I don't like dunking or soaking it either. Again, the soap solution will work it's way inside the real and in places it shouldn't be, which will cause oils and greases to dissolve that are meant to be in-place. Then you would have to fully take it apart and completely rinse those soaps out of the reel and then replace the greases and lubes. 8 times out of 10, you'll end up loosing some tiny spring, washer or screw that is important and have to not only try to find it or order a new one, but you have to figure out where it goes back. Just more down time that you don't need.

When I get back from fishing, which happens to be a lot, I don't lock down the drag, but I don't loosing it either. At that point, I just spray it off really good all the way around the reel (including my rod and lures), THEN back off the drag pressure and set it into the garage to let it drip dry. I've never bothered drying them off (I'm just not that anal). I have wiped coconut oil or something similar on the rod guides and once in a blue moon on the reels and then wipe it off, leaving a residue on them. So when I go fishing, I'll re-set the drag, depending on what I need and what I am doing.

Here's another point, I don't like douching out the reel with WD-40 or anything similar unless I'm having to break down the reel completely apart for a mechanical repair. It's a PITA to do and the cleanup is a mess and I avoid it unless I absolutely have to since I'm dismantling it completely anyways. 

Probably in the winter when I'm not fishing as much, I'll take a peak inside each reel, being careful not to disturb anything inside (not only parts, but I don't want to break off harden greases down into the reel. Unless a reel has a noticable mechanical problem, I will not clean out all the old grease in the reel. So any clumps of harden grease will get gently picked out and removed, a bit of grease added to the gears and drops of lube oil placed in certain spots where I think it's needed. I still use that ABU/Garcia reel oil that comes in those needle tubes you use to get with the Ambassadors. You can still buy them. I like those because it is precise oil placement since I don't want it everywhere and thinning out my greases. I also use that oil needle tube to place a few drops of oil inside the handle. If I don't have it handy, I'll use a few drops of coconut oil in the handle, using a toothpick.

====

> _Given exercise A_:
For each statement about the reel care post, say yes or no, and quote the words of the post that decide it. (i) The writer dries the reels off after spraying them. (ii) The writer flushes out a reel with WD-40 only when taking it completely apart for a mechanical repair. (iii) When the oil needle tube is not handy, the writer puts coconut oil in the handle with a toothpick.
> _Given exercise B_:
Reproduce the stretch of the reel care post from "Here's another point, I" through "it completely anyways.".
> _Given exercise C_:
List the small parts that, according to the reel care post, can get lost when a reel is taken apart.

====

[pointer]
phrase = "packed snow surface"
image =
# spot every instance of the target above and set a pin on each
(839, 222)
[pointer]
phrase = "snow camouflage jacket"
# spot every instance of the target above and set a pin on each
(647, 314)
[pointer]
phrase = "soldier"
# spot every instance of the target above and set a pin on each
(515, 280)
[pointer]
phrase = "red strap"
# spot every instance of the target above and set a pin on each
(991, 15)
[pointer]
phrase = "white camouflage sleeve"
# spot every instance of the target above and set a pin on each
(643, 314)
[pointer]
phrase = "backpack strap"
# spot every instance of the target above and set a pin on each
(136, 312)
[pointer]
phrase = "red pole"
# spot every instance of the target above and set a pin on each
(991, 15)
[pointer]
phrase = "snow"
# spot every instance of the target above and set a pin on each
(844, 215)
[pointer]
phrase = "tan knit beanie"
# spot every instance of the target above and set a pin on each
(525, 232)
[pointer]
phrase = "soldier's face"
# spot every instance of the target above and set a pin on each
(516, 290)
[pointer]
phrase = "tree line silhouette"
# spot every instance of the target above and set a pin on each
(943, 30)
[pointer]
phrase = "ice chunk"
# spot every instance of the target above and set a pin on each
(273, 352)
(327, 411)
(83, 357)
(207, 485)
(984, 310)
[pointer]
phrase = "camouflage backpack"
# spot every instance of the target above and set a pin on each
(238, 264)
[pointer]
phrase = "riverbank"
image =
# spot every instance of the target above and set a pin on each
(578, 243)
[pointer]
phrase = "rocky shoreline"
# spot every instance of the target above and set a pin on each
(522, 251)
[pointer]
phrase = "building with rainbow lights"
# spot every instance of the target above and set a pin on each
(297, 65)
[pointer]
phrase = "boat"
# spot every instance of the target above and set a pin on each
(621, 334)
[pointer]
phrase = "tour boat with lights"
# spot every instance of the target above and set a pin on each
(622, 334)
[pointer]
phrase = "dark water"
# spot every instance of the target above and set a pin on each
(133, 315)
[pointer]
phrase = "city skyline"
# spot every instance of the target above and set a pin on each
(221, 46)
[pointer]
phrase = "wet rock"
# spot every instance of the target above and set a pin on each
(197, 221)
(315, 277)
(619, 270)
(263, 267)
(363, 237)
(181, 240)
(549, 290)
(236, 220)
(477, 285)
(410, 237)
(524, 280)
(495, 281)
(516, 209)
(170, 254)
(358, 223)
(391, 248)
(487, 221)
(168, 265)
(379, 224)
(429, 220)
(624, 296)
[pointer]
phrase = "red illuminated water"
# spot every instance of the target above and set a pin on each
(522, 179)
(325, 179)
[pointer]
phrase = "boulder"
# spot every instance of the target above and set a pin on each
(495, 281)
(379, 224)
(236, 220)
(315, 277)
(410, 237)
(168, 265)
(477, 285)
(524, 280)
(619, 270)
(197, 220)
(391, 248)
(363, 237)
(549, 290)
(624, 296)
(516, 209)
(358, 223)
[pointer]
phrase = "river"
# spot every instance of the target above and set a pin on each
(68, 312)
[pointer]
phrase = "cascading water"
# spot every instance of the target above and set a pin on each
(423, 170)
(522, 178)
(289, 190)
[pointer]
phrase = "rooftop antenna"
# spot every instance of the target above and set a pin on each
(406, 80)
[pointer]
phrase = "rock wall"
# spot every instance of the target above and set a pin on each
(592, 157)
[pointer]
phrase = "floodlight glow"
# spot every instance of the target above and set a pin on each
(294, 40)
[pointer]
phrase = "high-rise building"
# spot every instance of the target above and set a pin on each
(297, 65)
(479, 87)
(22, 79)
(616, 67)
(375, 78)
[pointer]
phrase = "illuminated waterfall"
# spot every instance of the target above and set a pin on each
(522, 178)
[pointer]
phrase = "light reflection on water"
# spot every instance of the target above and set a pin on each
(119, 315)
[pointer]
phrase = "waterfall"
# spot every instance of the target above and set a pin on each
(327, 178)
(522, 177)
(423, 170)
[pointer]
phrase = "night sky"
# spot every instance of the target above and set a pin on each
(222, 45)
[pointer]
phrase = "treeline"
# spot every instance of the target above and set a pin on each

====

> _Problem solution A_:
(i) No: "I've never bothered drying them off"
(ii) Yes: "I don't like douching out the reel with WD-40 or anything similar unless I'm having to break down the reel completely apart for a mechanical repair."
(iii) Yes: "If I don't have it handy, I'll use a few drops of coconut oil in the handle, using a toothpick."

> _Problem solution B_:
Here's another point, I don't like douching out the reel with WD-40 or anything similar unless I'm having to break down the reel completely apart for a mechanical repair. It's a PITA to do and the cleanup is a mess and I avoid it unless I absolutely have to since I'm dismantling it completely anyways.

> _Problem solution C_:
spring, washer, screw